Dataset extracts with box labels:
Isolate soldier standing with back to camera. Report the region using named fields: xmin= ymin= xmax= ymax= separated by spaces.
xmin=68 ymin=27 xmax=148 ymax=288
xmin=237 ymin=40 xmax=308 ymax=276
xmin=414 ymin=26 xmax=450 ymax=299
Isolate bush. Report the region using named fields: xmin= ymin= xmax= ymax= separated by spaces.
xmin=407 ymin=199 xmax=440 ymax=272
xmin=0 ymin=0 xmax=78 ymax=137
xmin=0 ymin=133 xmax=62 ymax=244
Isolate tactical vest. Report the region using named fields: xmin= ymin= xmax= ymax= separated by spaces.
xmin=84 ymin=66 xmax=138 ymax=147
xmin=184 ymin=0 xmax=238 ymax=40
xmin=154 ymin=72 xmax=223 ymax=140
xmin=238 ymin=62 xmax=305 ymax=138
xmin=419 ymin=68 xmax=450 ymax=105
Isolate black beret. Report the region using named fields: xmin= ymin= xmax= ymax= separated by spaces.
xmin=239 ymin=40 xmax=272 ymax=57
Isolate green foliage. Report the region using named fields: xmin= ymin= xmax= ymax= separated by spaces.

▶ **TASK DIRECTIONS**
Please render the whole listing above as a numbered list, leaving out any blank lines.

▶ **TASK ANSWER**
1. Isolate soldier standing with back to camera. Report the region using named fields: xmin= ymin= xmax= ymax= separated by spaces.
2. xmin=68 ymin=27 xmax=148 ymax=288
3. xmin=237 ymin=40 xmax=308 ymax=276
4. xmin=414 ymin=26 xmax=450 ymax=299
5. Isolate bush. Report the region using named fields: xmin= ymin= xmax= ymax= separated by spaces.
6. xmin=407 ymin=199 xmax=440 ymax=272
7. xmin=0 ymin=0 xmax=78 ymax=137
8. xmin=0 ymin=133 xmax=62 ymax=244
9. Isolate tactical vest. Report the region using named fields: xmin= ymin= xmax= ymax= separated by spaces.
10. xmin=84 ymin=66 xmax=138 ymax=147
11. xmin=184 ymin=0 xmax=238 ymax=40
12. xmin=154 ymin=72 xmax=223 ymax=140
13. xmin=238 ymin=62 xmax=305 ymax=138
14. xmin=419 ymin=68 xmax=450 ymax=105
15. Isolate black beret. Report the region using named fields: xmin= ymin= xmax= ymax= separated by spaces.
16. xmin=239 ymin=40 xmax=272 ymax=57
17. Isolate green foliage. Report the region using named fields: xmin= ymin= xmax= ymax= separated by spaces.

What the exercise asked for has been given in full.